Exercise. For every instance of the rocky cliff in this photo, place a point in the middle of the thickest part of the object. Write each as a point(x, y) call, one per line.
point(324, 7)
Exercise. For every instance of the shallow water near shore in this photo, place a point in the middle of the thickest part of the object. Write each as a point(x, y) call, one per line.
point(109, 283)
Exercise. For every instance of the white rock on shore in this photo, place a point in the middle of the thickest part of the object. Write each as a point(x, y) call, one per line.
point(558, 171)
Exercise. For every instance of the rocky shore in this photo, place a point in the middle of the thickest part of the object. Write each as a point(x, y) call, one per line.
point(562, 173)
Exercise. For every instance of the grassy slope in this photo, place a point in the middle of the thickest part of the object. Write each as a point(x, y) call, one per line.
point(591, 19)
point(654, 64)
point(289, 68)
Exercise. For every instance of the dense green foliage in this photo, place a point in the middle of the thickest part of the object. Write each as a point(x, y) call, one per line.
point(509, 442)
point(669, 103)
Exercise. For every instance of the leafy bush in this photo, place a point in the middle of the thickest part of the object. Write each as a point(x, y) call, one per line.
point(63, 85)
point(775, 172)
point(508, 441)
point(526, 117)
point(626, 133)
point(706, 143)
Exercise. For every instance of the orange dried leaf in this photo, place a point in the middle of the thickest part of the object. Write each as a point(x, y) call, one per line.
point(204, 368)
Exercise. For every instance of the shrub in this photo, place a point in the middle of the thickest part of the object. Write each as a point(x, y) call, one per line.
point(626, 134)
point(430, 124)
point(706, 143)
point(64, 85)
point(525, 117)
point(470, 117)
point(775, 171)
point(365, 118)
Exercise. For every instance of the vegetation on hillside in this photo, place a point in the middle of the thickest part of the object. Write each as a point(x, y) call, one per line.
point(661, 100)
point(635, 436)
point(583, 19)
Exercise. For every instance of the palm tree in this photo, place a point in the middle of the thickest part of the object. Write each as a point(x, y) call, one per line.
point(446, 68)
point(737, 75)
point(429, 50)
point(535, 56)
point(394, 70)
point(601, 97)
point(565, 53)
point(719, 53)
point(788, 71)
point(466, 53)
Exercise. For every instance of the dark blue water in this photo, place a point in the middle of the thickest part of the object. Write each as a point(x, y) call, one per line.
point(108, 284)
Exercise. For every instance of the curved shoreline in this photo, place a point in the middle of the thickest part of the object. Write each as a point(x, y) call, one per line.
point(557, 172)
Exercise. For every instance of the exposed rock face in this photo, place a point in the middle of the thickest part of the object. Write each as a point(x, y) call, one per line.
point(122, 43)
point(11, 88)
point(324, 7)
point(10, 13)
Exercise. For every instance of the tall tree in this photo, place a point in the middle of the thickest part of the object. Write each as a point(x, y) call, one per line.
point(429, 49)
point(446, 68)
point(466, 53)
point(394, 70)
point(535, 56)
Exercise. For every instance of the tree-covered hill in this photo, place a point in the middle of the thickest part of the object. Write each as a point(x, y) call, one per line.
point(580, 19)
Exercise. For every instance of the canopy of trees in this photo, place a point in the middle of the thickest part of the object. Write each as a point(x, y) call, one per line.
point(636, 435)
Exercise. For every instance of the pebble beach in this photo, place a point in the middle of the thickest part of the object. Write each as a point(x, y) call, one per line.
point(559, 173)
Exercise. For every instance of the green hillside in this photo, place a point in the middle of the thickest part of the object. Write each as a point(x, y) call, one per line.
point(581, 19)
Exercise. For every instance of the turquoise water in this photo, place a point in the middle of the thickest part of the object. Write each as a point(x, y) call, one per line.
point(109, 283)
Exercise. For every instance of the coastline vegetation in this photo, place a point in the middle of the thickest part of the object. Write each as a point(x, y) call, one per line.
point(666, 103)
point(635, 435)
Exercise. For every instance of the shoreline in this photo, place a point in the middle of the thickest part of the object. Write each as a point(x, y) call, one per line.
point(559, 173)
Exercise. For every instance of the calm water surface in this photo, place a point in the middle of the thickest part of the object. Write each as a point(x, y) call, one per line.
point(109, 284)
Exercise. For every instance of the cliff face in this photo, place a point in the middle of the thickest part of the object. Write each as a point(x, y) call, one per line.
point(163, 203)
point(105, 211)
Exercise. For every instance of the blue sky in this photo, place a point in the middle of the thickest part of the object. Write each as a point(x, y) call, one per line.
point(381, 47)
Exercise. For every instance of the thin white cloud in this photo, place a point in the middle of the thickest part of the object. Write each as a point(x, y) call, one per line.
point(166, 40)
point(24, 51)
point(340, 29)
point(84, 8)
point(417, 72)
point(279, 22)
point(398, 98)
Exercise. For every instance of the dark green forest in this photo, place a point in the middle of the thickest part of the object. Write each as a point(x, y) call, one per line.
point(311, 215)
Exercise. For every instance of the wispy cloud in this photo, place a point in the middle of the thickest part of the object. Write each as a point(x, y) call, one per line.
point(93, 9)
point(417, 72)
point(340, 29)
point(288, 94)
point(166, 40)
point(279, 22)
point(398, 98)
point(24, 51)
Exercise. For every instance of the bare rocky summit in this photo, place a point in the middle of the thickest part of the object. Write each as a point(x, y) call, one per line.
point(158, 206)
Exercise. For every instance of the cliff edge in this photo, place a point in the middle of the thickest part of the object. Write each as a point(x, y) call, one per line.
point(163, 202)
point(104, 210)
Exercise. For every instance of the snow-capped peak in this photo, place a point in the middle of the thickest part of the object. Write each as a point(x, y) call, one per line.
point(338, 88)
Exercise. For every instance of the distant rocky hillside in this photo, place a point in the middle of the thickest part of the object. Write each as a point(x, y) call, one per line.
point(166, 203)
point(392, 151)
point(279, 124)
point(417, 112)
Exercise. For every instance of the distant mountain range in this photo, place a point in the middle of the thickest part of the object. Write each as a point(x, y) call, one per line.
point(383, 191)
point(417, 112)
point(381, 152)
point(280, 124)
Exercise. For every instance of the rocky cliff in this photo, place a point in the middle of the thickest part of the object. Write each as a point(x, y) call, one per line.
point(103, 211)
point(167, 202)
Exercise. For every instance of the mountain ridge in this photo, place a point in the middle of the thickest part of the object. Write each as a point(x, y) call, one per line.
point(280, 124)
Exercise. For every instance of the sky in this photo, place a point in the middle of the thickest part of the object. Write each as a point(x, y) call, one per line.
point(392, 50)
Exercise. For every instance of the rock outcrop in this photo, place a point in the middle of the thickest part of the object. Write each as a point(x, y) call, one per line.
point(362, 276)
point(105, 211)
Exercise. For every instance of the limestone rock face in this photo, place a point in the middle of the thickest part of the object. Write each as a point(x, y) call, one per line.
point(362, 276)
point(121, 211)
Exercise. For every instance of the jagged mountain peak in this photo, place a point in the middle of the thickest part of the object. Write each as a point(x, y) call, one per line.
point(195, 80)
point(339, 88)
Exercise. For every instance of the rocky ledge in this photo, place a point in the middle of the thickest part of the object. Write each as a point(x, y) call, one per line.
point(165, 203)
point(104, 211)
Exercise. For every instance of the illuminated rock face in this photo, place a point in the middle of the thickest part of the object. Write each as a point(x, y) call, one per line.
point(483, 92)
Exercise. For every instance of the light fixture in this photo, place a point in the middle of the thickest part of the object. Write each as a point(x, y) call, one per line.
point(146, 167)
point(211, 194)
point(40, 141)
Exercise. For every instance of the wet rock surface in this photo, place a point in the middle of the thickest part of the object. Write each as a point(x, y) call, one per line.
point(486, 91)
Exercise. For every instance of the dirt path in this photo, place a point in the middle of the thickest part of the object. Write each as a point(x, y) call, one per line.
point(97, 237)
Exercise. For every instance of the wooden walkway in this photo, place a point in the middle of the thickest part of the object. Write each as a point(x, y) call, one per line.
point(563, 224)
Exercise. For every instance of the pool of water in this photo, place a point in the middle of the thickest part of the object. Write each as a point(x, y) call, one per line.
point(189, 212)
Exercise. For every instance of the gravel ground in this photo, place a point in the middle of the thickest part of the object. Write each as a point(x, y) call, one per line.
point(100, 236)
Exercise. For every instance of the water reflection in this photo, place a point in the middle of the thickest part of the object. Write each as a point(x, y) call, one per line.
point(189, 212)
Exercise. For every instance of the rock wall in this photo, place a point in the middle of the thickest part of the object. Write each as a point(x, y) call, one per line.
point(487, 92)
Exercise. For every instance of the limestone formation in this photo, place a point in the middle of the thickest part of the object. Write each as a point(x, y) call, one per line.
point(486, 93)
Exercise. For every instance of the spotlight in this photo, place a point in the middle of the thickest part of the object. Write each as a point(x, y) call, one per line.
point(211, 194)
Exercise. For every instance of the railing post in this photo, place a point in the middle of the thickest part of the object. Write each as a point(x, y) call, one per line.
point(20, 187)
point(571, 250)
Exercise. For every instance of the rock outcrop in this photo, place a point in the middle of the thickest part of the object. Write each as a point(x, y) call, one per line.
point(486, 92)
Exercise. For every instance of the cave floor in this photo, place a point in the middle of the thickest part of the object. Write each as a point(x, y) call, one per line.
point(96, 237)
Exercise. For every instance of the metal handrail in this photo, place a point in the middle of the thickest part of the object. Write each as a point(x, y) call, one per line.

___

**Given exercise:**
Please rewrite the lines from the one containing "Exercise. For every instance of the dark green" through the one containing "point(311, 215)", inclusive, changing "forest" to "woodland" and keeping everything else the same.

**Answer below:**
Exercise. For every instance of the dark green woodland in this photo, place a point in the middle of the thickest part of the object. Write each as a point(x, y) call, one per line.
point(311, 215)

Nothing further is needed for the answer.